**Texte fourni:**

====

31. Audition de MM. Bernard Menasseyre, président de la 7ème Chambre de la Cour des Comptes, et Marc Le Roux, rapporteur des affaires d'inondation à la Cour des Comptes (28 juin 2001)
M. Marcel Deneux, Président - Nous recevons MM. Bernard Menasseyre, président de la 7ème chambre de la Cour des Comptes, et Marc Le Roux, rapporteur des affaires d'inondation à la Cour.
Le Président rappelle le protocole de publicité des travaux de la commission d'enquête et fait prêter serment à MM. Bernard Menasseyre et Marc Le Roux
M. Bernard Menasseyre - Je tiens à préciser que j'ai bien pris connaissance des questions que vous m'avez transmises, et je vais limiter mon propos liminaire à l'exposé de la nature des contrôles que la Cour a pu faire, et dont vous avez pu constater qu'ils avaient abouti à une insertion à notre rapport public général de 1999.
M. le Président - Avec quelques préconisations et critiques, que nous avons relevées.
M. Bernard Menasseyre - Faire des critiques et, autant qu'il lui est possible, des recommandations, relève du rôle de la Cour des comptes.

====

**Extrait des données:**
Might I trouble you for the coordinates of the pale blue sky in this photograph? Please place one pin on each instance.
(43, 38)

====

**Travail demandé:**
a) Dans le texte fourni, résumez le paragraphe qui commence par « M. Bernard Menasseyre - Je tiens à préciser » en conservant ses informations essentielles.
b) D'après le texte fourni, quelle fonction M. Marc Le Roux exerce-t-il ?
c) Transcrivez sans modification le passage du texte fourni allant de « M. Marcel Deneux, Président » à « nous avons relevées. ».
Le matériel présenté plus haut est distinct du texte et sans rapport avec lui.

**Corrigé:**
a) M. Bernard Menasseyre indique avoir pris connaissance des questions transmises. Il annonce qu'il limitera son propos liminaire à la nature des contrôles menés par la Cour, lesquels ont abouti à une insertion dans le rapport public général de 1999.

b) Il est rapporteur des affaires d'inondation à la Cour des Comptes.

c)
M. Marcel Deneux, Président - Nous recevons MM. Bernard Menasseyre, président de la 7ème chambre de la Cour des Comptes, et Marc Le Roux, rapporteur des affaires d'inondation à la Cour.
Le Président rappelle le protocole de publicité des travaux de la commission d'enquête et fait prêter serment à MM. Bernard Menasseyre et Marc Le Roux
M. Bernard Menasseyre - Je tiens à préciser que j'ai bien pris connaissance des questions que vous m'avez transmises, et je vais limiter mon propos liminaire à l'exposé de la nature des contrôles que la Cour a pu faire, et dont vous avez pu constater qu'ils avaient abouti à une insertion à notre rapport public général de 1999.
M. le Président - Avec quelques préconisations et critiques, que nous avons relevées.